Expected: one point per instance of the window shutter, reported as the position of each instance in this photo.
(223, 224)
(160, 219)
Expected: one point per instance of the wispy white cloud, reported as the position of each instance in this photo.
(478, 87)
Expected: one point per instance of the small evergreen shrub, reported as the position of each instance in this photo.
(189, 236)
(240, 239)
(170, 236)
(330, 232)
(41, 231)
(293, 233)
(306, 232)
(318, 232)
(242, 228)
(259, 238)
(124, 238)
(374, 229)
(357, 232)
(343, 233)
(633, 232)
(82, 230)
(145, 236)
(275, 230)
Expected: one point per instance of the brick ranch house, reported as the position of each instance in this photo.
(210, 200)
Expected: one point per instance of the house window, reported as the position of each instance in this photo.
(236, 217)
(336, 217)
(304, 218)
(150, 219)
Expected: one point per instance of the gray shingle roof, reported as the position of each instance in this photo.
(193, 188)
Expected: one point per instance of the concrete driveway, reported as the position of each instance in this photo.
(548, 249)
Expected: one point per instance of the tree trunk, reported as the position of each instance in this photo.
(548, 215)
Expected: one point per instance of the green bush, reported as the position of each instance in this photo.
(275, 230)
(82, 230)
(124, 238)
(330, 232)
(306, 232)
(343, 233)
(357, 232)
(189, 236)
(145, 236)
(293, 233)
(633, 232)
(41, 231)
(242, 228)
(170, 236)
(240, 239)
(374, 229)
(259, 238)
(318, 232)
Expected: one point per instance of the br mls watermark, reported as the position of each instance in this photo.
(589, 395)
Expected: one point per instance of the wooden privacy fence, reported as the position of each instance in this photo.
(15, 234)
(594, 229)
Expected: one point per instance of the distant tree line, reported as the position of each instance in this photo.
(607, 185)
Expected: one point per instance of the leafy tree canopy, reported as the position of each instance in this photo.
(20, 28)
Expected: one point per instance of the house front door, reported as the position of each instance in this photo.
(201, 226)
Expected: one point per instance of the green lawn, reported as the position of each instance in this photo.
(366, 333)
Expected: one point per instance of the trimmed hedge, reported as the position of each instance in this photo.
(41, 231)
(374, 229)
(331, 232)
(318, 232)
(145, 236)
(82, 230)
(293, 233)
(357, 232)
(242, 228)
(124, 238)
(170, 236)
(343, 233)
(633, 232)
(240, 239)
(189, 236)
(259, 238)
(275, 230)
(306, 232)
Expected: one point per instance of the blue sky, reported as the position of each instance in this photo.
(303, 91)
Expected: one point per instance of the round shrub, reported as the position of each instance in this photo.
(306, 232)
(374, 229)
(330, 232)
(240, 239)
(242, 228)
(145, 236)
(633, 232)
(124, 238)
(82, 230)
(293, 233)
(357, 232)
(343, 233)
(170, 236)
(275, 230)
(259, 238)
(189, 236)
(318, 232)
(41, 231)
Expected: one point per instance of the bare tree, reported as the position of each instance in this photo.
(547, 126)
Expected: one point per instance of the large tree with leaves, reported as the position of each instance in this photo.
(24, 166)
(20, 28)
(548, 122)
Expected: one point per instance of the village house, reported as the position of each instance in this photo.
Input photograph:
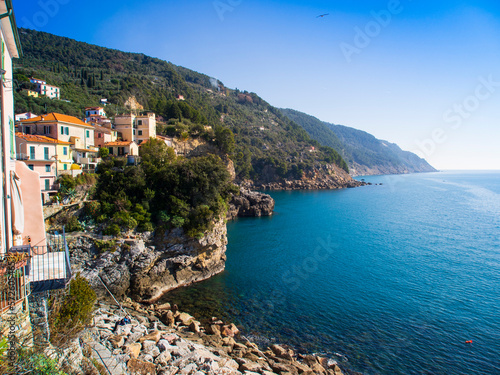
(94, 111)
(103, 135)
(136, 128)
(42, 88)
(122, 148)
(39, 153)
(32, 93)
(25, 116)
(23, 243)
(64, 128)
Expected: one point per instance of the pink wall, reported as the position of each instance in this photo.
(34, 224)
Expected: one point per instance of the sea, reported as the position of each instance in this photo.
(399, 277)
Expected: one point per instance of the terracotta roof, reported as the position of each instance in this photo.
(86, 150)
(102, 129)
(40, 139)
(57, 117)
(118, 143)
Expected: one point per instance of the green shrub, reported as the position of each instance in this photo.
(71, 310)
(104, 246)
(112, 230)
(73, 225)
(146, 227)
(92, 208)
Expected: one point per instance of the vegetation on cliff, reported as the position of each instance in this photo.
(264, 145)
(363, 151)
(162, 191)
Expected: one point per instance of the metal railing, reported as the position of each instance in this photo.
(13, 284)
(49, 266)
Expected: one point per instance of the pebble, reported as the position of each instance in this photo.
(187, 349)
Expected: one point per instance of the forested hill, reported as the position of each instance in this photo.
(264, 144)
(365, 154)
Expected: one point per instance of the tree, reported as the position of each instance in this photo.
(103, 152)
(224, 138)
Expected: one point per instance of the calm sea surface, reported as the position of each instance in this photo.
(390, 279)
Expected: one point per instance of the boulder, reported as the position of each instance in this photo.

The task: Reproduce the entire listing above line for line, with no changes, and leave the pictures out of your answer.

Written reply:
Expected: one point per instance of the window shutter, reported as the position of each instance in this photo.
(223, 224)
(160, 219)
Expected: one point per instance of the wispy white cloud, reported as the position of each instance in this photo.
(478, 87)
Expected: one point per instance of the small evergreen shrub, reported as the position of each instance in this photo.
(189, 236)
(240, 239)
(170, 236)
(330, 232)
(41, 231)
(293, 233)
(306, 232)
(318, 232)
(242, 228)
(259, 238)
(124, 238)
(374, 229)
(357, 232)
(343, 233)
(633, 232)
(82, 230)
(145, 236)
(275, 230)
Expected: one point per instance of the brick ranch house, reported as the position of each instance in this photo.
(210, 200)
Expected: one point per instance of the house window, reported as the position of each instance in this photo.
(236, 217)
(336, 217)
(304, 218)
(150, 219)
Expected: one point per instance of the gray shingle roof, reported as the position of each instance in this photo.
(193, 188)
Expected: one point per instance of the concrete driveway, reported as the position of each instance in this photo.
(548, 249)
Expected: one point per instance of the tree trunk, reported as the position of each instance in this photo.
(548, 215)
Expected: one point per instance of the green bush, reported as the position of each instance in this photo.
(275, 230)
(82, 230)
(124, 238)
(330, 232)
(306, 232)
(343, 233)
(357, 232)
(189, 236)
(145, 236)
(293, 233)
(633, 232)
(41, 231)
(242, 228)
(170, 236)
(240, 239)
(374, 229)
(259, 238)
(318, 232)
Expected: one point per instance of the br mls watermark, reported as the position of each instance in this photo.
(589, 395)
Expected: one point per instance of the wooden privacy fence, reported as the position of each instance in this photo.
(15, 234)
(594, 229)
Expected: one point per instance of the distant tree line, reported as the position of each instance in this photo.
(607, 185)
Expected: one point per instance of the leafy tree canopy, reported as the position of each instance in this photo.
(20, 28)
Expected: one point per instance of the house front door, reported as the position of each instance in this photo.
(201, 226)
Expected: one point per instance of the green lawn, reported as the position of each instance in this photo.
(366, 333)
Expected: one point per instance of the trimmed hedge, reported as the position of each instance in this photo.
(41, 231)
(374, 229)
(331, 232)
(318, 232)
(145, 236)
(82, 230)
(293, 233)
(357, 232)
(242, 228)
(124, 238)
(170, 236)
(343, 233)
(633, 232)
(240, 239)
(189, 236)
(259, 238)
(275, 230)
(306, 232)
Expected: one point per instance of the blue sky, reported as the position of each instance in this photo.
(303, 91)
Expected: one point per instance of the round shrub, reported as the position of each instance in this photo.
(306, 232)
(374, 229)
(330, 232)
(240, 239)
(242, 228)
(145, 236)
(633, 232)
(124, 238)
(82, 230)
(293, 233)
(357, 232)
(343, 233)
(170, 236)
(275, 230)
(259, 238)
(189, 236)
(318, 232)
(41, 231)
Expected: one point per instance of the bare tree, reported as the position of each instance in this photo.
(547, 126)
Expected: one point per instance of the large tree with leaves, reported as the position of each instance in this photo.
(24, 166)
(20, 28)
(548, 122)
Expected: one point per instance of the village house, reported as the position of each instance in this photo.
Input photograph:
(94, 111)
(103, 135)
(136, 128)
(42, 88)
(122, 148)
(39, 153)
(32, 93)
(25, 116)
(23, 243)
(64, 128)
Expected: one point per instance of the pink wall, reported as the position of each instance in this photo.
(34, 224)
Expected: one point per instance of the sea, reported as the position of each instance in this photo.
(399, 277)
Expected: one point per instance of the terracotta roof, reported as the position of each instance in this photo.
(86, 150)
(102, 129)
(40, 139)
(57, 117)
(118, 143)
Expected: one point per instance of the green shrub, reported as the position of each instance in this photo.
(71, 310)
(104, 246)
(112, 230)
(73, 225)
(146, 227)
(92, 208)
Expected: one point per instance of the vegetation on cliff, reported as the position of each instance in this photo.
(264, 145)
(363, 151)
(162, 191)
Expected: one point per instance of the metal railing, reported as the position of each instance in this photo.
(13, 284)
(49, 266)
Expected: one point per instance of the pebble, reported as the position of each instance in this photo.
(187, 349)
Expected: one point per instance of the forested hill, reported as the position of each instance in this photo.
(264, 144)
(365, 154)
Expected: one point per instance of the tree, reported as the position of each instance in this photo.
(103, 152)
(224, 138)
Expected: one point per instance of the calm sea surface, reported as the position of each instance in this photo.
(390, 279)
Expected: one point per instance of the boulder, reported as the position of each instance in this photo.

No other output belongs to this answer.